▶ **Your objective**:
Can you reproduce every one of the items below word for word, changing nothing?

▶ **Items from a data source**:
● ● ● ●
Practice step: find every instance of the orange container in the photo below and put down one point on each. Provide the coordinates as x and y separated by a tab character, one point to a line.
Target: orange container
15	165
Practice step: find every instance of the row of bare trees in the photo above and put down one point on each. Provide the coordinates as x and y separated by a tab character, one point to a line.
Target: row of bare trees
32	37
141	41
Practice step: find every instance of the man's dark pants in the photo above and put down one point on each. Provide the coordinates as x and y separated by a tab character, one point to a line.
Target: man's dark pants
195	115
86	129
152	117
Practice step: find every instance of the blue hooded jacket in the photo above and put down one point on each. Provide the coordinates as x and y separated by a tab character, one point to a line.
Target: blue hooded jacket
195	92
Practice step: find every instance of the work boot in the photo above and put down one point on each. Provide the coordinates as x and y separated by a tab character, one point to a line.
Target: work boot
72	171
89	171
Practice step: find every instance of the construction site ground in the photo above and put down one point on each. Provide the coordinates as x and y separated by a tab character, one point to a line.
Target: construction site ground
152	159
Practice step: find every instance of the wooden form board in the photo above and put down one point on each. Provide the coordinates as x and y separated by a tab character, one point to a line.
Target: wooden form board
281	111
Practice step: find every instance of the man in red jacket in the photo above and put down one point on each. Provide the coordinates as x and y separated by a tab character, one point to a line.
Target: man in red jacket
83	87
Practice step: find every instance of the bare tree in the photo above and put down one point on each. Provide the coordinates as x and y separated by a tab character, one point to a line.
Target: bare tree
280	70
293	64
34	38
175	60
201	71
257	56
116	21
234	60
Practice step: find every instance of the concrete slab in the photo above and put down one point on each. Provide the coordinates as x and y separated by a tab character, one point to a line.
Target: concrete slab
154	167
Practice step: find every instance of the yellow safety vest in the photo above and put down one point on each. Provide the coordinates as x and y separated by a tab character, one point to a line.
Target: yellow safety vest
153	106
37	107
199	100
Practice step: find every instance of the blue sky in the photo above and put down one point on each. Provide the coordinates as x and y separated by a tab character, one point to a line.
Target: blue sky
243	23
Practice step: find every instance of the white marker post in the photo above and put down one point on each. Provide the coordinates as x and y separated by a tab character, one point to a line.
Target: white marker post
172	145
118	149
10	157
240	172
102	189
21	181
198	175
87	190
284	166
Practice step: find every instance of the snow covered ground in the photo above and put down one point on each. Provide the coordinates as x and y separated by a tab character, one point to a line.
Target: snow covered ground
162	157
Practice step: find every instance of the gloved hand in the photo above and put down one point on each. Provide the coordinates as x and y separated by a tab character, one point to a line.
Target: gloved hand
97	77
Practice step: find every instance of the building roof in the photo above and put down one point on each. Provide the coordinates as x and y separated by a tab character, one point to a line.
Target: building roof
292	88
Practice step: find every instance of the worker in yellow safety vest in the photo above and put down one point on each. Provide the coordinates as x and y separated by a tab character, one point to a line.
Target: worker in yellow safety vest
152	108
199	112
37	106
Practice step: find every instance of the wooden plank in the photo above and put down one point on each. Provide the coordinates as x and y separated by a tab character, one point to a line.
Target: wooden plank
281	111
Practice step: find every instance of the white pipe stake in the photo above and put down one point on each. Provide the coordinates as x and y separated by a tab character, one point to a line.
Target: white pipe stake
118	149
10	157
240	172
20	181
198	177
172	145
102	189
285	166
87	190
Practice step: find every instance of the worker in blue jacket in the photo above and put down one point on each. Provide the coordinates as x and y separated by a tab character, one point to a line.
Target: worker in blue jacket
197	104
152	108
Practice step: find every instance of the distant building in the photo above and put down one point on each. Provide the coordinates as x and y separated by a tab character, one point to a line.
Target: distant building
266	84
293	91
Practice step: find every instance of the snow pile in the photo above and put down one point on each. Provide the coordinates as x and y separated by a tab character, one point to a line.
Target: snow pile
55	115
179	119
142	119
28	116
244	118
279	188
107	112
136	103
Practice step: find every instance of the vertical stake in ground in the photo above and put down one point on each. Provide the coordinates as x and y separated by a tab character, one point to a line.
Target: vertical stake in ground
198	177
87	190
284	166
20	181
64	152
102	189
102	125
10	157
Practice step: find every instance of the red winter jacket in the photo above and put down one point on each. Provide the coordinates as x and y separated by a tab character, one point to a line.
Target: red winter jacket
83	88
● ● ● ●
▶ **Completed exercise**:
Practice step: find every instance of the orange container in the photo below and put down one point on each. Provide the coordinates as x and y separated by a tab character, one point to a line.
Target: orange container
15	165
Practice step: find every instance of the row of bare trees in the photo above and put down one point on each. Provide the coordinates as x and y separated by a tab character, one point to a line.
Target: row of bare trees
32	37
141	41
Practice step: find every instance of the man's dark pants in the photo above and put down one point on each. Provide the coordinates as x and y separated by a tab character, one point to a line.
Target: man's dark pants
195	115
86	129
152	117
Practice step: find every instance of the blue hooded jacket in the photo above and put down one point on each. Provide the coordinates as x and y separated by a tab character, one point to a line.
Target: blue hooded jacket
195	92
Practice step: find every instance of the work boot in the photo above and put down one point on each. Provide the coordinates as x and y separated by a tab character, one point to a line.
Target: work boot
72	171
89	171
Practice step: find every instance of the construction site ground in the photo above and put down one point on each. Provide the coordinates as x and y separated by a tab character, one point to a line.
Target: construction site ground
152	159
Practice step: find every instance of the wooden form board in the photo above and put down one point on each. Provide the coordinates as x and y separated by a tab character, one point to a line.
Target: wooden form board
281	111
Practice step: find every instance of the man in red jacket in the photo above and put down one point on each. Provide the coordinates as x and y separated by a tab character, one point to a line.
Target: man in red jacket
83	87
Practice step: find every instance of the bare tree in the photo above and put down one point on each. Provide the coordinates as x and y separated by a tab character, one point to a line.
Target: bare tree
280	70
293	64
34	38
175	60
201	71
257	56
116	21
234	60
Practice step: find every instance of the concrete slab in the photo above and put down one point on each. Provide the coordinates as x and y separated by a tab character, one point to a line.
Target: concrete slab
154	167
Practice step: find every instance of the yellow safety vest in the photo above and put down one point on each. Provide the coordinates as x and y separated by a tab character, one point to a line.
Target: yellow safety vest
153	106
37	107
199	100
Practice step: find every instance of the blue sky in the photo above and put down one point on each. Provide the coordinates as x and y separated by a tab character, one point to a line.
Target: blue sky
243	23
Practice step: find every instance of the white marker post in the photo above and put down one point on each. Provide the coordinates as x and y separated by a tab character, one point to a line.
Target: white marker post
172	145
118	149
10	157
240	172
102	189
21	181
198	175
87	190
284	166
Practice step: find every instance of the snow covered ground in the photo above and put down one point on each. Provide the coordinates as x and y separated by a tab character, one point to a line.
Target: snow covered ground
162	157
Practice step: find every instance of the gloved hand in the photo above and put down one point on each. Provide the coordinates as x and y separated by a tab character, one point to a line.
Target: gloved hand
97	77
Practice step: find every instance of the building roof in the photo above and put down one point on each. Provide the coordinates as x and y separated by a tab character, one point to a line.
Target: building roof
292	88
Practice step: find every instance of the worker in yellow safety vest in the photo above and put down one point on each. Provide the coordinates as x and y separated by a tab character, one point to a line.
Target: worker in yellow safety vest
152	108
199	112
37	106
Practice step: find every instance of the wooden plank in the photo above and put down one point on each. Provide the coordinates as x and y separated by a tab character, one point to a line.
Target: wooden plank
281	111
Practice step: find every instance of the white pipe stake in the photo above and put down one point on each. Provide the coordinates as x and y separated by a tab character, one point to a line.
Target: white pipe stake
118	149
10	157
240	172
20	181
198	177
172	145
102	189
285	166
87	190
Practice step: find every instance of the worker in blue jacket in the photo above and put down one point on each. Provide the coordinates as x and y separated by a tab character, one point to a line.
Target: worker in blue jacket
197	104
152	108
Practice step: find every instance of the distant building in the photo above and put down one point on each. Provide the coordinates as x and y separated by a tab character, one point to a line.
Target: distant building
266	84
293	91
Practice step: find every instance of the snow pile in the photo above and put down one point on each. Provide the coordinates as x and y separated by a tab character, one point to a line.
Target: snow pile
55	115
179	119
142	119
28	116
244	118
279	188
107	112
136	103
Practice step: find every instance of the vertical stake in ground in the photo above and put down one point on each. Provide the coordinates as x and y separated by a tab character, one point to a line.
Target: vertical stake in ground
198	177
87	190
284	166
20	181
64	152
102	189
102	125
10	157
Practice step: find every instance of the red winter jacket in the photo above and put down one point on each. Provide the coordinates as x and y separated by a tab character, one point to a line.
Target: red winter jacket
83	88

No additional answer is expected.